WHAT YOU SHOULD DO:
Summarize the e1000 mailing-list excerpt below in two sentences.

* begin PAGE TEXT *

Alexander Graf July 3, 2014, 8:04 a.m. UTC | #16
> Am 03.07.2014 um 00:02 schrieb "Gabriel L. Somlo" <gsomlo@gmail.com>:
> 
>> On Wed, Jul 02, 2014 at 05:14:26PM -0400, Gabriel L. Somlo wrote:
>>> On Wed, Jul 02, 2014 at 11:02:30PM +0200, Alexander Graf wrote:
>>> 
>>>> On 02.07.14 22:49, Gabriel L. Somlo wrote:
>>>> So it turns out everything I thought I knew (which was little indeed)
>>>> was more or less wrong. The problem, as far as I'm observing it now,
>>>> is that on PIIX, the OS X guest obsessively reads the ICR in a tight
>>>> loop. It reads the injected LSC (and probably discards it) before
>>>> unmasking the corresponding interrupt bit; later on, when it unmasks
>>>> LSC, giving the emulated e1000 hardware a chance to raise the irq
>>>> line, the actual LSC event has been flushed from the ICR, and the
>>>> driver does not detect the link coming up.
>>>> 
>>>> [...]
>>>> 
>>>> Any clue as to why ICR gets read like that on PIIX, but not Q35 ?
>>> 
>>> Either way, why does the bit get cleared even though it hasn't been raised?
>>> What does real hardware do with interrupts that have been masked?

* end PAGE TEXT *
* begin DATASET *

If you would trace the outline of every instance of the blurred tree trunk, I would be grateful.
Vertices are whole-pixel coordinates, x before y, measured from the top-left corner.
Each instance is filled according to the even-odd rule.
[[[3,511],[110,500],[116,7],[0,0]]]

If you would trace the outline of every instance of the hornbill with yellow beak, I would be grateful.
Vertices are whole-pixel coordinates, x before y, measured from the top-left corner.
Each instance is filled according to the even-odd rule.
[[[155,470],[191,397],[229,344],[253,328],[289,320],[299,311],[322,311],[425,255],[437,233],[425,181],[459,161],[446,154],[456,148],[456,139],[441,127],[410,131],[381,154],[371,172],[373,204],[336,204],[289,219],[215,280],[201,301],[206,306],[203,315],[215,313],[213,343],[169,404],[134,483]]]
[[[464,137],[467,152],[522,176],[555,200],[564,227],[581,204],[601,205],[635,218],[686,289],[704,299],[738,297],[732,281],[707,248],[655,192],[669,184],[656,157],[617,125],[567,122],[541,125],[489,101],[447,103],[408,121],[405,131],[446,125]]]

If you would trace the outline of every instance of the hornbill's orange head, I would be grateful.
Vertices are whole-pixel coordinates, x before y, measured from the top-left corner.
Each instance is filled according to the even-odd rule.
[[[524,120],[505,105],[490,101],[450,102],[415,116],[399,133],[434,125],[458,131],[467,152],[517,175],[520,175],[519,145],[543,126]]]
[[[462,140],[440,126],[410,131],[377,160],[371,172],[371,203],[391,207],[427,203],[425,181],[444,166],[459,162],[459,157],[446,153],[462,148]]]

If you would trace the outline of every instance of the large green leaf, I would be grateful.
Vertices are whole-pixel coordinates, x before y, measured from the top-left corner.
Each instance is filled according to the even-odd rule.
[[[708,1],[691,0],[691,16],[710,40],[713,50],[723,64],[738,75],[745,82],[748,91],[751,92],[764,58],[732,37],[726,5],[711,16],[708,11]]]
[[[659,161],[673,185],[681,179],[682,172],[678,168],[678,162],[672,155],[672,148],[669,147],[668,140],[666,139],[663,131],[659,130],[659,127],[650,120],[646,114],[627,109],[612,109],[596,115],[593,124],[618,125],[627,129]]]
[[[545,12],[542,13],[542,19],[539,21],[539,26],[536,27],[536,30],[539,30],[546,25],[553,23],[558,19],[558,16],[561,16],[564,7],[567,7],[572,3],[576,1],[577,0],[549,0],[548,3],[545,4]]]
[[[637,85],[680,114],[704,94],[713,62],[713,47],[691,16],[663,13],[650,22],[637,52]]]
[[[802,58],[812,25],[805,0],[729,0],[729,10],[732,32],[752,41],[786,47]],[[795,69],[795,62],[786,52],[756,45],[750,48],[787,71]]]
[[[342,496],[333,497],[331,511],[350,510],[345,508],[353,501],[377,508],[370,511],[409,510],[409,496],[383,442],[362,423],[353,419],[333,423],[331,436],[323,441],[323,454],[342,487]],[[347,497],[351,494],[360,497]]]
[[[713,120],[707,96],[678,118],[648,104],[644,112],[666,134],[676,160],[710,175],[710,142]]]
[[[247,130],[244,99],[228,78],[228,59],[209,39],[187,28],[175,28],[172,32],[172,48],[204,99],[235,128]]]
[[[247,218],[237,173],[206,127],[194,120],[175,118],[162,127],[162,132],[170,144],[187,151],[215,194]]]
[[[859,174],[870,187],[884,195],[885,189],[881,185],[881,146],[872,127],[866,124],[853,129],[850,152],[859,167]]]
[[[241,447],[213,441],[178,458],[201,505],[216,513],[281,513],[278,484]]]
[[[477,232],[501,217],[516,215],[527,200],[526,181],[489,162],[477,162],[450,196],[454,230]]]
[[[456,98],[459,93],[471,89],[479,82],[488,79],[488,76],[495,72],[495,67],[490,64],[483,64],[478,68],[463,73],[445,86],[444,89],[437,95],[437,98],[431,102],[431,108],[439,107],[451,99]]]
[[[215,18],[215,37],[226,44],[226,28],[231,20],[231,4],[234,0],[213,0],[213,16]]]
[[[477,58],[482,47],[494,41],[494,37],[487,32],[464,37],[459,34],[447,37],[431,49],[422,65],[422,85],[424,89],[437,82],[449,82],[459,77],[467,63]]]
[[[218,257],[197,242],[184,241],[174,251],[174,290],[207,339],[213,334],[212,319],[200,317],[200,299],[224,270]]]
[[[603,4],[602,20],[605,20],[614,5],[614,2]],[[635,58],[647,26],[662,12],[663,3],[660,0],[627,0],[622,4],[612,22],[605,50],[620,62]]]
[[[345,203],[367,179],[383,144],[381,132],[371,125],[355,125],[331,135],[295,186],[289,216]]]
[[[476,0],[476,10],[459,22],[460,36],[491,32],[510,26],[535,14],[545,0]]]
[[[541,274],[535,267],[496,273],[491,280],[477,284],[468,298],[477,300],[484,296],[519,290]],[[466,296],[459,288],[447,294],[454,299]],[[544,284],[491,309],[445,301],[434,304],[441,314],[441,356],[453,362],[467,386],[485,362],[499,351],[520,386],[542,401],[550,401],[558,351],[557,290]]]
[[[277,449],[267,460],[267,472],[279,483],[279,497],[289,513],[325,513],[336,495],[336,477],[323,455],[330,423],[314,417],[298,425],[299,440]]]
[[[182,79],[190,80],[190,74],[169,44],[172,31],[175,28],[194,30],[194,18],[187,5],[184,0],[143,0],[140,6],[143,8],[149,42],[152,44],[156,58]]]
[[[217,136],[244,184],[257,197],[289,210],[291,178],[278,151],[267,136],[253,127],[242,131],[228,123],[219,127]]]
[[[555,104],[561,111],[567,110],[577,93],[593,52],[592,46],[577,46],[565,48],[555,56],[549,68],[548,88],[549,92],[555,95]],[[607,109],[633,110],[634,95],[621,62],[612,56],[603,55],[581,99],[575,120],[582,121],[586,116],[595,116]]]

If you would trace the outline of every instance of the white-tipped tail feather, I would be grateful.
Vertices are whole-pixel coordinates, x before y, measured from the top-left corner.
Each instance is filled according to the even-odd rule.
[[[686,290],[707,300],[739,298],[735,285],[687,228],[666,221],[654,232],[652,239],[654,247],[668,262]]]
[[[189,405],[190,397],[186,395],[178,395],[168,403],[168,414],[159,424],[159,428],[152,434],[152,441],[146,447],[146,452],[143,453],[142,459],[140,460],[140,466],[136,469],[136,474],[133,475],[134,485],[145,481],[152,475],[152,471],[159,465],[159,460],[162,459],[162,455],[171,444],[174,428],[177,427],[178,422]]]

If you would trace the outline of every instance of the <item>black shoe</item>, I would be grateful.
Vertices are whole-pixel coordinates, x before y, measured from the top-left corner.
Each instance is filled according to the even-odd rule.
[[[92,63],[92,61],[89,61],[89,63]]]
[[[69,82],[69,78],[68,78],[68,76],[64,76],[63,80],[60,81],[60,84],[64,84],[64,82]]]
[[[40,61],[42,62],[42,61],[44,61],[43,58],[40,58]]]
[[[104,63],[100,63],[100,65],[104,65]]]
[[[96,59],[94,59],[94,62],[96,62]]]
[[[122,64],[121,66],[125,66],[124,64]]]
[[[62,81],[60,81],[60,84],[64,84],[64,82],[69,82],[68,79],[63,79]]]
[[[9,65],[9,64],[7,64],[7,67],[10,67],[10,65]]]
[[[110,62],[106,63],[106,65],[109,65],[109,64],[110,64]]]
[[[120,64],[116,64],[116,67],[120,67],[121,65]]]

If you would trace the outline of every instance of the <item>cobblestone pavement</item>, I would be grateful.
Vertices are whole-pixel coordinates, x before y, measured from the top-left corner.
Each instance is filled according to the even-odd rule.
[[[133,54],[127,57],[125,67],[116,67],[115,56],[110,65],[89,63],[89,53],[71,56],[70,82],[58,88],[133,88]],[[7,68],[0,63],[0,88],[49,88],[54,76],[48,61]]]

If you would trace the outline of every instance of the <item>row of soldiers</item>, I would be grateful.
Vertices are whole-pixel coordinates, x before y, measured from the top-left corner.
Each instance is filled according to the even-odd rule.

* end DATASET *

ANSWER BELOW:
Gabriel L. Somlo reports that on PIIX the OS X guest reads the ICR in a tight loop, reading the injected LSC before unmasking its interrupt bit, so the LSC event has already been flushed from the ICR by the time it is unmasked and the driver does not detect the link coming up. Somlo asks why the ICR is read this way on PIIX but not on Q35, and Alexander Graf asks why the bit is cleared even though it was never raised and what real hardware does with masked interrupts.